- [Entradas de una fuente de datos]
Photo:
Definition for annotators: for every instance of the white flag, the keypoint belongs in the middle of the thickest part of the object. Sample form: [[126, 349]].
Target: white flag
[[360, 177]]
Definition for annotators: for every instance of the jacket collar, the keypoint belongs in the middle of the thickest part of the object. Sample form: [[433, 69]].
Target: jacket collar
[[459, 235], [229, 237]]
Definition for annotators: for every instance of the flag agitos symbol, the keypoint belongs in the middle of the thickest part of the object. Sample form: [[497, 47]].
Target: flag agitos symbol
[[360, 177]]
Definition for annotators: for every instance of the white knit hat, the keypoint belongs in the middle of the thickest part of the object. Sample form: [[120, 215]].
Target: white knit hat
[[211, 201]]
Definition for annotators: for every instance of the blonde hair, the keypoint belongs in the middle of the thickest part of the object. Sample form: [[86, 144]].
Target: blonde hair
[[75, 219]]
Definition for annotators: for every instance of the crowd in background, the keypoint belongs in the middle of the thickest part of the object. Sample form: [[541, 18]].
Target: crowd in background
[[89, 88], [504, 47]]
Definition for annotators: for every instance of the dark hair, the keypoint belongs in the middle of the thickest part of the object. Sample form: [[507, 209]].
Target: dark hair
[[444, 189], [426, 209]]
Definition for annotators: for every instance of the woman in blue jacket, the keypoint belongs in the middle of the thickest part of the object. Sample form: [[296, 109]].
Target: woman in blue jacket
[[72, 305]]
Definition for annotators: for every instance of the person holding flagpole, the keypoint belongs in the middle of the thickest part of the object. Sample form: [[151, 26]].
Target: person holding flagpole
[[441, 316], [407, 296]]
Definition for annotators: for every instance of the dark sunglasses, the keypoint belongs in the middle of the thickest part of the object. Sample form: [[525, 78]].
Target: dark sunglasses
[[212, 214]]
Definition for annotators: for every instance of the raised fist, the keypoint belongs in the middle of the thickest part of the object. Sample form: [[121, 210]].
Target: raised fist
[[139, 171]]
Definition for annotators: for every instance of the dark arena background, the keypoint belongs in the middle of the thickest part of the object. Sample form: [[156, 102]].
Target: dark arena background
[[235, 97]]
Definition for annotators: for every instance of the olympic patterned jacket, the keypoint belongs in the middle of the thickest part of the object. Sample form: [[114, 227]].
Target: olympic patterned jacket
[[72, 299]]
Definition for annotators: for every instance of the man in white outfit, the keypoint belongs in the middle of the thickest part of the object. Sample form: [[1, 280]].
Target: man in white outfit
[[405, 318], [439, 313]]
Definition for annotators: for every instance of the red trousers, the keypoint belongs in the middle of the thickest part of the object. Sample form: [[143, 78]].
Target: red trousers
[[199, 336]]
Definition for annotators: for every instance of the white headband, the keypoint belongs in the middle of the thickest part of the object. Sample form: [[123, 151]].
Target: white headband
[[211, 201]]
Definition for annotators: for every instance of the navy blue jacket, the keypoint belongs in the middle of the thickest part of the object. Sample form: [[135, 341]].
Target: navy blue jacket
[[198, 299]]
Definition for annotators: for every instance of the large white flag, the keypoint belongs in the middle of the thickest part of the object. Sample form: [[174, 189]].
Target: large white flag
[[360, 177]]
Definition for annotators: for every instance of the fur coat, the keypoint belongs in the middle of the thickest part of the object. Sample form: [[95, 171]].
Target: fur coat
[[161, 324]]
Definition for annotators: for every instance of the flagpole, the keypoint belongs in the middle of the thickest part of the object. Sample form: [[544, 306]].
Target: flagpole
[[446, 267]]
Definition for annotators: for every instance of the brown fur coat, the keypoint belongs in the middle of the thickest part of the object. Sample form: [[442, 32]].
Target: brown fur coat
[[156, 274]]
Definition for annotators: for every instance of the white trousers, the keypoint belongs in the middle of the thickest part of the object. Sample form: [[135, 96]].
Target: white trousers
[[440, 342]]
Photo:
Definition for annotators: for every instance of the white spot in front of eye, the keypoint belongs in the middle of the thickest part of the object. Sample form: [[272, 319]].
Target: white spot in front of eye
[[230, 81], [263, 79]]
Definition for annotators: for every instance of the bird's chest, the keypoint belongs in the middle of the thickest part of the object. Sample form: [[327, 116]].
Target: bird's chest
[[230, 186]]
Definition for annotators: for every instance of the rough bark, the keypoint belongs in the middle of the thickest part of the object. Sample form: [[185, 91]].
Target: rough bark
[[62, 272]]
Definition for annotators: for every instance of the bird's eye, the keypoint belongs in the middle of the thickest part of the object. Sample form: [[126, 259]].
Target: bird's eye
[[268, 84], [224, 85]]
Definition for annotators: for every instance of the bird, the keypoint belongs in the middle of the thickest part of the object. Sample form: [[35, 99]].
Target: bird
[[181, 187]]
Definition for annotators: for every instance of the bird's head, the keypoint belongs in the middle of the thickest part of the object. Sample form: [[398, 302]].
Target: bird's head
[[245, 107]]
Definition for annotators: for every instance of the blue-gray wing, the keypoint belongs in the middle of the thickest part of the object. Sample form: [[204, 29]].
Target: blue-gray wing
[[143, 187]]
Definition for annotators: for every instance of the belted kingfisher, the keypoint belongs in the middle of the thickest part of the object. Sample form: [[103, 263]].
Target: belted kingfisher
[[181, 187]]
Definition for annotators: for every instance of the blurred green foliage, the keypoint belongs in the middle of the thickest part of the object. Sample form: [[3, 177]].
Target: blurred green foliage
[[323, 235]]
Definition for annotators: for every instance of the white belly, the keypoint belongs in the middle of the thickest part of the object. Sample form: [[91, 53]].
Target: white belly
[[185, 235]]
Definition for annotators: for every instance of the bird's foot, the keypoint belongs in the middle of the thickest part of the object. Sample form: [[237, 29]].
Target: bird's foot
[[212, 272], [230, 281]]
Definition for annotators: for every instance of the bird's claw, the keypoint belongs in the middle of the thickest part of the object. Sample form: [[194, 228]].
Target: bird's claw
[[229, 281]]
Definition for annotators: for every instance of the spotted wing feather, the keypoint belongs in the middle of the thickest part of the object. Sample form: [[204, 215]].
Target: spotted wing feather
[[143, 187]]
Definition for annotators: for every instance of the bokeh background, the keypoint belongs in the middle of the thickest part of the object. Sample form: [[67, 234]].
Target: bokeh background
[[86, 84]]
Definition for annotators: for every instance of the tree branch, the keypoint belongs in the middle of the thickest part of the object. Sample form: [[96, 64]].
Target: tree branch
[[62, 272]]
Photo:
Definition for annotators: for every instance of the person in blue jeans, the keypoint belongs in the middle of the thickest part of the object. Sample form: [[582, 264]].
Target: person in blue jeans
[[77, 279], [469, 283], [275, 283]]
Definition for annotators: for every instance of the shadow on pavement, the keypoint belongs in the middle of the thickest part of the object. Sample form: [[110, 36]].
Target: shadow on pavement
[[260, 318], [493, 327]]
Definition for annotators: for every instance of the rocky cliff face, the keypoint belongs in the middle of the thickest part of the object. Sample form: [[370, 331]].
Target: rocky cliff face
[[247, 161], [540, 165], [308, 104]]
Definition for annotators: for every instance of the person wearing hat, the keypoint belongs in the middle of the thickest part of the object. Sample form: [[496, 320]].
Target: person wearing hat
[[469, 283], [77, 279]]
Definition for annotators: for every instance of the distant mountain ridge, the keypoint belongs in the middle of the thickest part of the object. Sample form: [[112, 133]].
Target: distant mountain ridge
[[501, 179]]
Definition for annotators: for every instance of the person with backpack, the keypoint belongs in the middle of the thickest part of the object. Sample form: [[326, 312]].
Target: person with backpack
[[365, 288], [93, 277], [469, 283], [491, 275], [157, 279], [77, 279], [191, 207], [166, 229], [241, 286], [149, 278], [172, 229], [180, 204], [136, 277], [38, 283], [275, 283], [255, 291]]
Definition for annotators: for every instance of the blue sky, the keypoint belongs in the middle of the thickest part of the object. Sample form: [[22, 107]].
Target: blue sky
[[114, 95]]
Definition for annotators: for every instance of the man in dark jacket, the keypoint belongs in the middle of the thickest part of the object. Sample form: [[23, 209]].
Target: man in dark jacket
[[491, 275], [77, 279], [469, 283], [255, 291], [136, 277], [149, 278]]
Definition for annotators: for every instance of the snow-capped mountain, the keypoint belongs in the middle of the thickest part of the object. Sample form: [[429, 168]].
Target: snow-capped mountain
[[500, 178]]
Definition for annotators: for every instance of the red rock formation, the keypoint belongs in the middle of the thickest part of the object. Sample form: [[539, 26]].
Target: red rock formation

- [OBJETIVO]
Presenta como tabla Markdown las líneas de las entradas que van desde la que contiene "form: [[398, 302]]." hasta la que contiene "[[245, 107]]", ambas incluidas. Usa las columnas Fila y Línea y omite las líneas en blanco.

- [RESPUESTA]
| Fila | Línea |
|---|---|
| 1 | Definition for annotators: for every instance of the bird's head, the keypoint belongs in the middle of the thickest part of the object. Sample form: [[398, 302]]. |
| 2 | Target: bird's head |
| 3 | [[245, 107]] |